--- Aim of the exercise ---
If a line in the records below holds the word "gray", copy it.

--- Source material ---
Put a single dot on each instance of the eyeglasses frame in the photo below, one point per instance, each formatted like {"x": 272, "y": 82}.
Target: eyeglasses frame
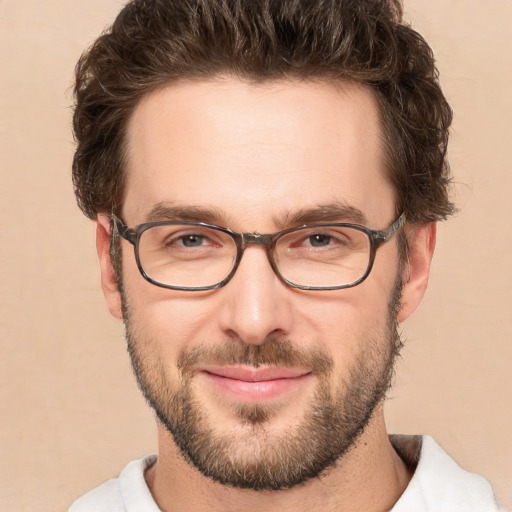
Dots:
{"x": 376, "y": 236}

* * *

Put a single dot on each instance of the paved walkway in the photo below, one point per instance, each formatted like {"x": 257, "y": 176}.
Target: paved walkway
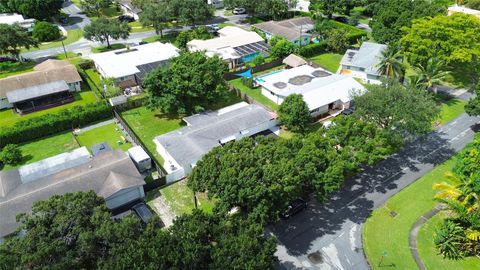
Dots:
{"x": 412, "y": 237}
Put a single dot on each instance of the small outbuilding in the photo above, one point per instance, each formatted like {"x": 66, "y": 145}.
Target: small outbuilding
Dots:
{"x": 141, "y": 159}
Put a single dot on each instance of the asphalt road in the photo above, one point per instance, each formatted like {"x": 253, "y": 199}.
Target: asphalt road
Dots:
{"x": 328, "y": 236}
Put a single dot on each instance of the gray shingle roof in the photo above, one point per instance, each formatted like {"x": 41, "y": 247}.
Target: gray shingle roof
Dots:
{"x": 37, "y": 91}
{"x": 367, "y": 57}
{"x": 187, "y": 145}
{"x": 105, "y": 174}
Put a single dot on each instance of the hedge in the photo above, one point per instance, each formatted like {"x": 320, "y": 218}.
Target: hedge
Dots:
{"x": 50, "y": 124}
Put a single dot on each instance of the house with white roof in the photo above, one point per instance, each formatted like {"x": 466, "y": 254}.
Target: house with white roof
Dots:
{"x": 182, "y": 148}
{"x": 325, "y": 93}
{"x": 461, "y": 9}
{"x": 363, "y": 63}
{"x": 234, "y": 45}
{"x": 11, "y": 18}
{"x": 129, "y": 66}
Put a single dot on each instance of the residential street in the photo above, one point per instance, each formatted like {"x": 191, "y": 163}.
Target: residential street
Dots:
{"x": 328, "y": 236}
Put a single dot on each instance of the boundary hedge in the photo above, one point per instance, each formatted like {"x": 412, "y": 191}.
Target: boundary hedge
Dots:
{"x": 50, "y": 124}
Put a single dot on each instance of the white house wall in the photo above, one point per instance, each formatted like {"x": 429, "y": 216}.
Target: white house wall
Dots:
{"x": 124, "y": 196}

--- Result of the exercise ---
Put a single dot on each instance of the gray shingle roof in the photo above, one point per instance, each formatted like {"x": 41, "y": 247}.
Target: gray shingle roof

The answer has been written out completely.